> WHAT IS ASKED
Turn the records below, starting at the line that contains "Phrase -- street lamp" and running through the final line, into a Markdown table with two columns, Row and Line. Number each row and skip any blank lines.
___
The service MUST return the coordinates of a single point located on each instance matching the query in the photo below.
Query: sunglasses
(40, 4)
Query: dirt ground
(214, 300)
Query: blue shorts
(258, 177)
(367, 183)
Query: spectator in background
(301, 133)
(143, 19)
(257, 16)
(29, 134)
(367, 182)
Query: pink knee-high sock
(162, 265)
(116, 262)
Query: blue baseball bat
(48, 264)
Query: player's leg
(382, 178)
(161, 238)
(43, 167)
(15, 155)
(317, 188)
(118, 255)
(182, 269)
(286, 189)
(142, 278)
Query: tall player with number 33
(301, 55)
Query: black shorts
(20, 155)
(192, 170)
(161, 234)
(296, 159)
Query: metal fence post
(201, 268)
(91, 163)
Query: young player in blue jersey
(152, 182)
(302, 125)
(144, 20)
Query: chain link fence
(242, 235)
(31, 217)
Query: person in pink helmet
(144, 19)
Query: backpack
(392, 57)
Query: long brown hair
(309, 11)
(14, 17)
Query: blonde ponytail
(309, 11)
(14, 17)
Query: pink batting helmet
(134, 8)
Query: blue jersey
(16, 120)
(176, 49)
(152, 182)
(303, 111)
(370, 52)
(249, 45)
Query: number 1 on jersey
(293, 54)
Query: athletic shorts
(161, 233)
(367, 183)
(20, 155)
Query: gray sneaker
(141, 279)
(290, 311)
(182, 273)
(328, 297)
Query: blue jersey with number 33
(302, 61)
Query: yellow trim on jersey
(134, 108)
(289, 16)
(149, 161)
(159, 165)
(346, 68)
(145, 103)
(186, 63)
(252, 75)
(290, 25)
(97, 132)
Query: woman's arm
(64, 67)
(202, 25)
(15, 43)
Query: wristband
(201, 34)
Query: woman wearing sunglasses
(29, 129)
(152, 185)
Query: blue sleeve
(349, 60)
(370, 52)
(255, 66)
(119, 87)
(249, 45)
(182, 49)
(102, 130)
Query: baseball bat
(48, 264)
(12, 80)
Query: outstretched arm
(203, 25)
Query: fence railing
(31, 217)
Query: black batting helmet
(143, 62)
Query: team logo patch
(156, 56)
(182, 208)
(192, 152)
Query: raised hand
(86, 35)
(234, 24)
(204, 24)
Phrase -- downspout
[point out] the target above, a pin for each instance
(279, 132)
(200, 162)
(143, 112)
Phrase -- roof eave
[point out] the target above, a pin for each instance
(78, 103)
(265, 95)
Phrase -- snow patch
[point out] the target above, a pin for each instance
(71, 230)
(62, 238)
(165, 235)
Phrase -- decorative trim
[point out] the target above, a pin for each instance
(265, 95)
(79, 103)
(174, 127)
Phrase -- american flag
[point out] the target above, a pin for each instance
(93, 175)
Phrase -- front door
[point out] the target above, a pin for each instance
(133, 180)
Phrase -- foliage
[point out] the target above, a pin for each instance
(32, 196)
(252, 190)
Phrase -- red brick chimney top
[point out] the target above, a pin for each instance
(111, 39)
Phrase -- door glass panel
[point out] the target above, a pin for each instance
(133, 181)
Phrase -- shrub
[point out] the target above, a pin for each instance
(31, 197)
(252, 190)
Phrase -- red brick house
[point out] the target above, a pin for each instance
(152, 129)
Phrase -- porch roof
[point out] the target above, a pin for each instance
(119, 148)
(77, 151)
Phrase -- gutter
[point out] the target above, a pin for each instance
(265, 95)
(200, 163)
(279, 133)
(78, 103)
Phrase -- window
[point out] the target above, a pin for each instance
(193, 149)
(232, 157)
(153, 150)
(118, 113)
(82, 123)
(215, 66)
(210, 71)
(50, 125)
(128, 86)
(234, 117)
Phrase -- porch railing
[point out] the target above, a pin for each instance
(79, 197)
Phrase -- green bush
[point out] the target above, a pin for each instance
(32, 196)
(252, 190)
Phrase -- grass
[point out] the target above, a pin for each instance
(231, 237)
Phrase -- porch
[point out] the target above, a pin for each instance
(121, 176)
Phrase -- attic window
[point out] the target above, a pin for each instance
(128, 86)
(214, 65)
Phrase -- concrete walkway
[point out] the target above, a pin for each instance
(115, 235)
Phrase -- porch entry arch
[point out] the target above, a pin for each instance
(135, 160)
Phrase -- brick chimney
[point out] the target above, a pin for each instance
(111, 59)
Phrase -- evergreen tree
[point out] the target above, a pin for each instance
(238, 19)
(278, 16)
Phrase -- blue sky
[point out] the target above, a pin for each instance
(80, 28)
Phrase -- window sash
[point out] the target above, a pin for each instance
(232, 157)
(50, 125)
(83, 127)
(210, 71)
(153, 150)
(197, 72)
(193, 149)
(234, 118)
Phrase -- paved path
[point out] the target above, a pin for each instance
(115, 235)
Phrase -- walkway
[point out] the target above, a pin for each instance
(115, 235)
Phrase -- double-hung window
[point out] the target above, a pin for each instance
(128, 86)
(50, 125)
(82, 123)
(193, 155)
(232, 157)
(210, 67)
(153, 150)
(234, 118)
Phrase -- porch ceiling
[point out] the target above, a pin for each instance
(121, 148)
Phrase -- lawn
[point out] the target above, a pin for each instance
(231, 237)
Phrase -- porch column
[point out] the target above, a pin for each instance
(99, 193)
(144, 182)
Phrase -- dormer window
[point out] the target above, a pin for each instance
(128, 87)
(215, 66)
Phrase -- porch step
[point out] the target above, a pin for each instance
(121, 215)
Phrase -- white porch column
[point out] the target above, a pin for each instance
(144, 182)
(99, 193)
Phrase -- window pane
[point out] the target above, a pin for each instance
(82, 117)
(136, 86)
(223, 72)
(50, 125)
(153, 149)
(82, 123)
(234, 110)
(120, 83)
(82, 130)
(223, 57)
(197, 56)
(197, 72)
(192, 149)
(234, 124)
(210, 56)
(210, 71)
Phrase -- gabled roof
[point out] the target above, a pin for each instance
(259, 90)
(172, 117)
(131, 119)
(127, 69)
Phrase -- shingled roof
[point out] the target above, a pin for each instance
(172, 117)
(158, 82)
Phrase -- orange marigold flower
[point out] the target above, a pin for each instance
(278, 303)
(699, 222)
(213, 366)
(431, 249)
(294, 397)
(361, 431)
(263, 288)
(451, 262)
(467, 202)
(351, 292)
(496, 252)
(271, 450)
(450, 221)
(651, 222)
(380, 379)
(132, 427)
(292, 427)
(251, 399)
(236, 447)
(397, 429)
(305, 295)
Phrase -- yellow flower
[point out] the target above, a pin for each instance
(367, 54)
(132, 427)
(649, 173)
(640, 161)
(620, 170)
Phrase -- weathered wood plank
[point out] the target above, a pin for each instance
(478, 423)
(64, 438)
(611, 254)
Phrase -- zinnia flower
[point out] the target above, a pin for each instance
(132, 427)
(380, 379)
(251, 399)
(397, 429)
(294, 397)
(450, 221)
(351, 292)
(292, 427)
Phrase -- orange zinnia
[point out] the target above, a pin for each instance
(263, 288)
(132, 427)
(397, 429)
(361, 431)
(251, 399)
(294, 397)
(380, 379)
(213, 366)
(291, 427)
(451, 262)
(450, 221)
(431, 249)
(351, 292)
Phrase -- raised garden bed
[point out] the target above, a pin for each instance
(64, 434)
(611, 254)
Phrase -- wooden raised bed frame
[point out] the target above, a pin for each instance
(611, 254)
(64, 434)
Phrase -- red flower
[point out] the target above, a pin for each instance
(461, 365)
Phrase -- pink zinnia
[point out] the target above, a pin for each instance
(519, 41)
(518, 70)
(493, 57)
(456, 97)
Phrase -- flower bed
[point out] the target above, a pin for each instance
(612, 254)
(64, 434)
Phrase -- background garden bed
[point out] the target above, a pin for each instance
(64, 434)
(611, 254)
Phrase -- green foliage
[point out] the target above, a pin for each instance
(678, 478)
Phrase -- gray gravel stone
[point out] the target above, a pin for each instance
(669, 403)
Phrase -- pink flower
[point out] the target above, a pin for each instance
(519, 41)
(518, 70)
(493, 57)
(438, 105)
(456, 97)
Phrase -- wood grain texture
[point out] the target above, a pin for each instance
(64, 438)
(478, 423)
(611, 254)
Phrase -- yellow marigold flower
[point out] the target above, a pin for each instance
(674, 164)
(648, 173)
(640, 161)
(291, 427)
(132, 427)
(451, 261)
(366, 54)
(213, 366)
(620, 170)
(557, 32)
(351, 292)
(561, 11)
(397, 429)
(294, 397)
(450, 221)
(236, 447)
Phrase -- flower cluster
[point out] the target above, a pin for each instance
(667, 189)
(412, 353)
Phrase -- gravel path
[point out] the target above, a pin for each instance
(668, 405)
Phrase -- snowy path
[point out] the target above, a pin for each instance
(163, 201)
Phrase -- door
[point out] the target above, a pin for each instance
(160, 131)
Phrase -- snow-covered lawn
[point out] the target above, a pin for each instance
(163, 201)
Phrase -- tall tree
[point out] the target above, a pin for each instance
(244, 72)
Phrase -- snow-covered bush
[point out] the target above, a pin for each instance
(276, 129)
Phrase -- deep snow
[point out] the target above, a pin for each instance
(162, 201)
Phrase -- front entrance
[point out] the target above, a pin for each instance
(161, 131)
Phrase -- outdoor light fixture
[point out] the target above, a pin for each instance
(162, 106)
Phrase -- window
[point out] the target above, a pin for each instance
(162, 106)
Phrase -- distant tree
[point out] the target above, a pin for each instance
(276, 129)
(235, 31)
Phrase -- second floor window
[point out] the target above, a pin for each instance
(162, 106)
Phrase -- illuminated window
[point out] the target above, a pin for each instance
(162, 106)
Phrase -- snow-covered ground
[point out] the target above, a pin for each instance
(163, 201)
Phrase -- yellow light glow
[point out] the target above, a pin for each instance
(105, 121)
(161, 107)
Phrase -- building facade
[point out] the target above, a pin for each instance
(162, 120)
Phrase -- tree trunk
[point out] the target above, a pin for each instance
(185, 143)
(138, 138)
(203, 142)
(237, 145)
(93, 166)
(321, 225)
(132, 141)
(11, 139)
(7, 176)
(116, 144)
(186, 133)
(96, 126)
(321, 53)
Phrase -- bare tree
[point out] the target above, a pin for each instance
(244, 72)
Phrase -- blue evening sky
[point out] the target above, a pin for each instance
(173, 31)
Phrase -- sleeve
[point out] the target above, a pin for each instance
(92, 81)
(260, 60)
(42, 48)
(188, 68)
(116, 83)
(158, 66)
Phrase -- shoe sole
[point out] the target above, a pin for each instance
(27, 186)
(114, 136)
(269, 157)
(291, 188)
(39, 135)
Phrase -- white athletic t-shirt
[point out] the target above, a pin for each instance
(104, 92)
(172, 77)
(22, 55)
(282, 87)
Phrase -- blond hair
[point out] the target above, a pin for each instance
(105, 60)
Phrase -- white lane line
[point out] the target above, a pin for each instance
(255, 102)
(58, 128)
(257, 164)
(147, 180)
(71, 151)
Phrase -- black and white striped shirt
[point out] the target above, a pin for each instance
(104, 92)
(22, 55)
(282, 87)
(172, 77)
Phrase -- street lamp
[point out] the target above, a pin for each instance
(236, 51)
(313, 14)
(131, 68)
___
> WRITTEN REPLY
| Row | Line |
|---|---|
| 1 | Phrase -- street lamp |
| 2 | [point out] the target above, a pin for each instance |
| 3 | (236, 51) |
| 4 | (313, 14) |
| 5 | (131, 68) |